WHAT THE TASK REQUIRES:
Only the lines that hold the word "below" are wanted from this listing.

GIVEN RECORDS:
——————————
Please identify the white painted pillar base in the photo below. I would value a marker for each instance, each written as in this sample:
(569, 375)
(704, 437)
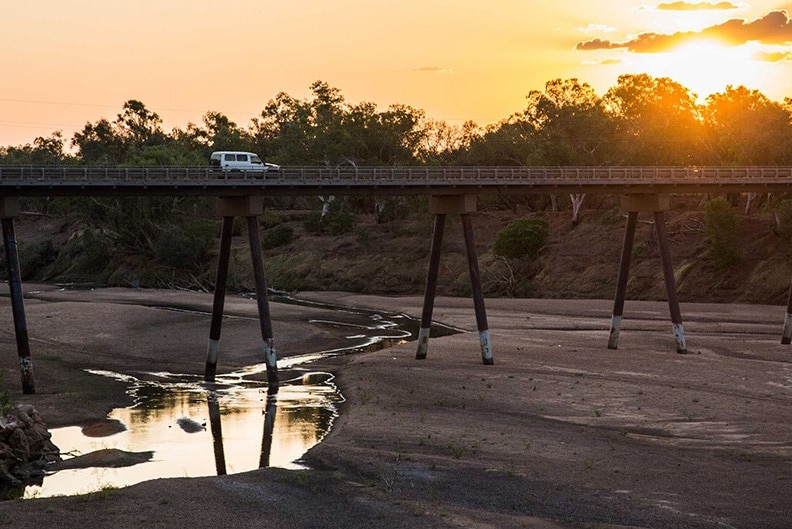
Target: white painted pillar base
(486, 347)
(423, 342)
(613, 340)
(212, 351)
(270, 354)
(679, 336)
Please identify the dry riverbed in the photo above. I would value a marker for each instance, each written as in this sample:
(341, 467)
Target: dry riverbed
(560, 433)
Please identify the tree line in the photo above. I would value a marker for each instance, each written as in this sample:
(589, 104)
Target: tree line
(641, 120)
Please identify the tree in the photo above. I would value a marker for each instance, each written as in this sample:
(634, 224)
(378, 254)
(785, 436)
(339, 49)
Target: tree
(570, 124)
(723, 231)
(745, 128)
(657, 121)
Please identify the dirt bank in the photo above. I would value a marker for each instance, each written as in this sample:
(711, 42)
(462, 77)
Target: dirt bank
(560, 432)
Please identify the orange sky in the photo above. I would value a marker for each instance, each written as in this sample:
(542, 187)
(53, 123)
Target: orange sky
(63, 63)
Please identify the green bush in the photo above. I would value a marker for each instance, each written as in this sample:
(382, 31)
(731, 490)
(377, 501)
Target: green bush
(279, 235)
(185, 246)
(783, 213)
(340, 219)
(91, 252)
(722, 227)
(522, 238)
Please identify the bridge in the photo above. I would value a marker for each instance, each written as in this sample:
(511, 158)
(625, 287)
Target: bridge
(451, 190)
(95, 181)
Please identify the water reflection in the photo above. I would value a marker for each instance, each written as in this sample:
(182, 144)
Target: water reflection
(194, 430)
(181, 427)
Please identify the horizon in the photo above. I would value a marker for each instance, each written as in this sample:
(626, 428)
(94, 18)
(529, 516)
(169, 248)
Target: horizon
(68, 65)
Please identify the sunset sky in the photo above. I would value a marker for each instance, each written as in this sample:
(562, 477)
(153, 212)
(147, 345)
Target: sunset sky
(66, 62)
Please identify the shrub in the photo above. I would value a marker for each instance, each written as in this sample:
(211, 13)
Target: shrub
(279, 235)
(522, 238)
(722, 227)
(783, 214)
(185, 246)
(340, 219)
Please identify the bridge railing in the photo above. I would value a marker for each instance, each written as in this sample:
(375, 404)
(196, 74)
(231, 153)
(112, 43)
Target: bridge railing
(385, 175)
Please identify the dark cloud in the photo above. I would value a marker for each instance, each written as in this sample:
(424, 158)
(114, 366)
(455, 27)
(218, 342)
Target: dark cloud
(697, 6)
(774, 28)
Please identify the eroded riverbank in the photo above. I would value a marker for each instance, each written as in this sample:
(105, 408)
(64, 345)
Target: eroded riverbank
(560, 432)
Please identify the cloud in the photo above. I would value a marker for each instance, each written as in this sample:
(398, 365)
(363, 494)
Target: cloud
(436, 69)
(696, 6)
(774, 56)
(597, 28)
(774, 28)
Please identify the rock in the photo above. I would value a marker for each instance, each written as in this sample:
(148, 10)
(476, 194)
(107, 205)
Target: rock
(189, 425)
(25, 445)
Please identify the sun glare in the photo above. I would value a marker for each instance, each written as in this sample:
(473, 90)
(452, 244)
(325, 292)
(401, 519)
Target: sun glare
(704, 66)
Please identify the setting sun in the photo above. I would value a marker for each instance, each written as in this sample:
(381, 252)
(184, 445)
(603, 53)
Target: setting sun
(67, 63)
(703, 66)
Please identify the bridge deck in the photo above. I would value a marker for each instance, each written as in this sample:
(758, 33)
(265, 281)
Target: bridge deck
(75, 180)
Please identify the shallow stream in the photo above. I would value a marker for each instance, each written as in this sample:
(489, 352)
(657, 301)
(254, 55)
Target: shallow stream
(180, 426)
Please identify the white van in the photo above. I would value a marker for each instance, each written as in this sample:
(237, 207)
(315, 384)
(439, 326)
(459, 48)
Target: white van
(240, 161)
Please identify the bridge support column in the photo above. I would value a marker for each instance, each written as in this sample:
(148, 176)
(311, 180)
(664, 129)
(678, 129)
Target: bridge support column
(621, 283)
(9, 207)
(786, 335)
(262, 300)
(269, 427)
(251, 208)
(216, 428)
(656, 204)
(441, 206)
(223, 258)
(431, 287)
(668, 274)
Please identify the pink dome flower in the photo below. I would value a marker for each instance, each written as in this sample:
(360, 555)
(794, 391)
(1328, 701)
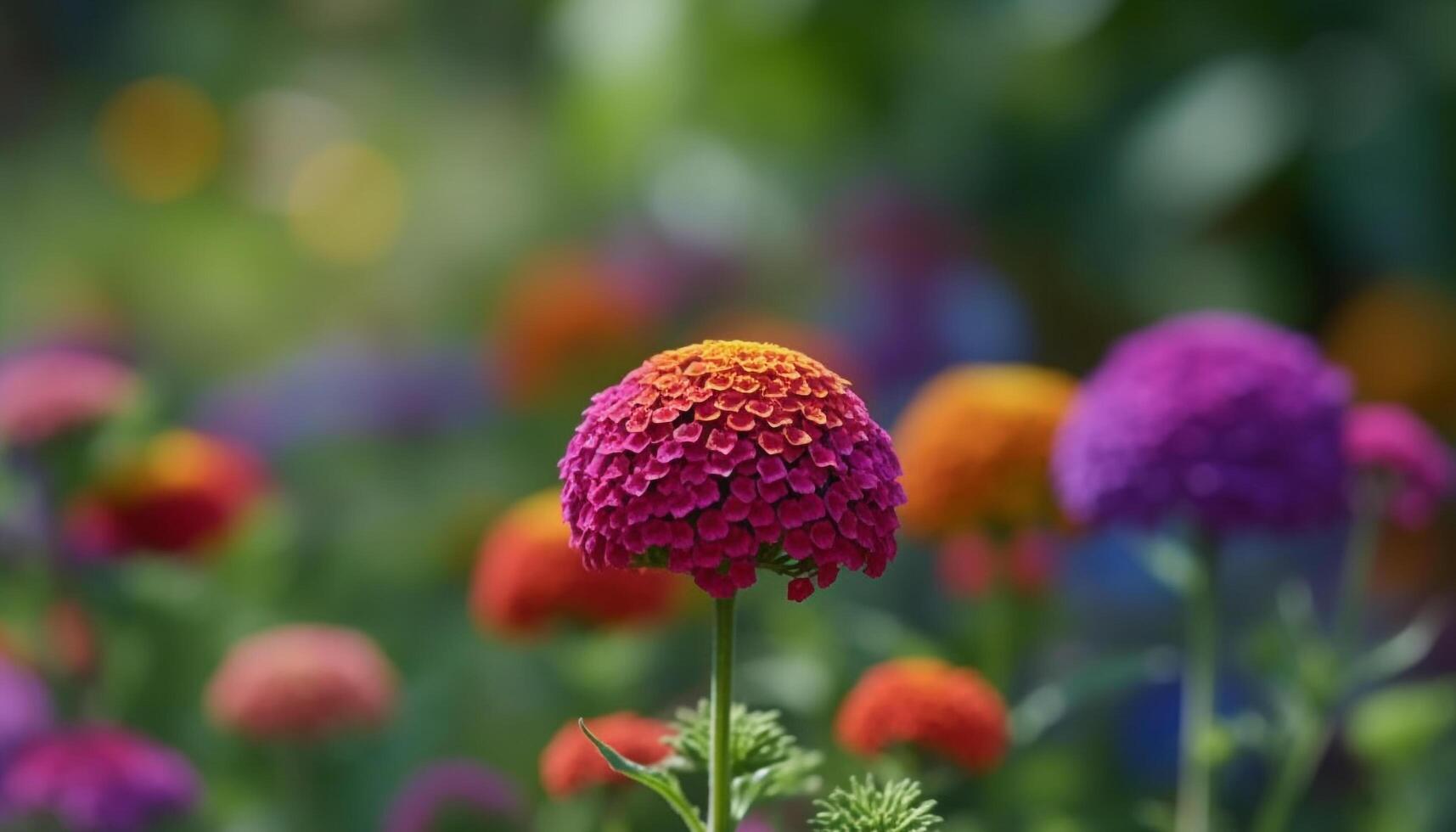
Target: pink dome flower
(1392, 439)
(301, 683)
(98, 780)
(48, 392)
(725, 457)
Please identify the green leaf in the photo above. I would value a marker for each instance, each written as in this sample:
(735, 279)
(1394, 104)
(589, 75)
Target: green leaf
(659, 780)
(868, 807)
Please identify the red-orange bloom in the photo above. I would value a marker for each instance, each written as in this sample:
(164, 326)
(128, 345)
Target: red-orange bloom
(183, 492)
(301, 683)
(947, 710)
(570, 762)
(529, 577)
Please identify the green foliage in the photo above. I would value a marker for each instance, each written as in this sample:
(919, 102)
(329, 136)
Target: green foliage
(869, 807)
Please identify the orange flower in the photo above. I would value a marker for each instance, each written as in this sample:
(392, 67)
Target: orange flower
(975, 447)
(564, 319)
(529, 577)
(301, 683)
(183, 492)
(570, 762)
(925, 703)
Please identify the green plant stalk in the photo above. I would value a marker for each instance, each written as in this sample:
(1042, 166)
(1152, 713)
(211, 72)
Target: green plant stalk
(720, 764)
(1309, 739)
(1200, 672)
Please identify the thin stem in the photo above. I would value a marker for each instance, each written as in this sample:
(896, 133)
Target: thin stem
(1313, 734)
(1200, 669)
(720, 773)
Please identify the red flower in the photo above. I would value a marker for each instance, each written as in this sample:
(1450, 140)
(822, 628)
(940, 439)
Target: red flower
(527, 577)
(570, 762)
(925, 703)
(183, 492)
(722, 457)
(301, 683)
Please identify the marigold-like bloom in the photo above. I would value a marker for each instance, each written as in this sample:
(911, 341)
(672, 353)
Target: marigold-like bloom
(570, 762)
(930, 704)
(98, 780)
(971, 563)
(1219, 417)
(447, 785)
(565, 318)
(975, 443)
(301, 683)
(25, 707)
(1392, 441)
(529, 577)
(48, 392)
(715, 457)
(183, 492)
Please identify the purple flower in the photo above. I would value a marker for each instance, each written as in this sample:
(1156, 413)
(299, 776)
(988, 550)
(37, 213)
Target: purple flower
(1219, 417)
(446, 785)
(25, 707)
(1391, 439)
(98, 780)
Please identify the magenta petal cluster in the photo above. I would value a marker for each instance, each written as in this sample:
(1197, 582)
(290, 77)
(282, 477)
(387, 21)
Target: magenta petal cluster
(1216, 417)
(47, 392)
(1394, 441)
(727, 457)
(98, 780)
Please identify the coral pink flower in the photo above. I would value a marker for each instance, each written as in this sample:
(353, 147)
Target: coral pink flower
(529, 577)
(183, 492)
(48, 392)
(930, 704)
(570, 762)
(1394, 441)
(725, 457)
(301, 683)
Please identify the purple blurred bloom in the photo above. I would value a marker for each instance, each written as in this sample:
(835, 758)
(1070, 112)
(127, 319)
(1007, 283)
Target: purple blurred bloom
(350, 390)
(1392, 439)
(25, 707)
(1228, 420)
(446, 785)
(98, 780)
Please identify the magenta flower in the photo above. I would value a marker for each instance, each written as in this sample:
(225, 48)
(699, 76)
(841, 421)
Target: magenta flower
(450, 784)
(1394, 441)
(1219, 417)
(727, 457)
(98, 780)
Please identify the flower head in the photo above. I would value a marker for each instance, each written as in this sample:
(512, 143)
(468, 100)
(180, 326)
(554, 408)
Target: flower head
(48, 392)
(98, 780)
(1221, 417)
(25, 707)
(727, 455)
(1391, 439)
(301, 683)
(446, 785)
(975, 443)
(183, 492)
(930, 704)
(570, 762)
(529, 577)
——————————
ANSWER SECTION:
Please identify the white painted pillar base in the photo below. I would value a marker for each instance, each written as in this sample:
Please identify the pink dome flower in the photo below. I would value a marker for each instance, each written as in this sample:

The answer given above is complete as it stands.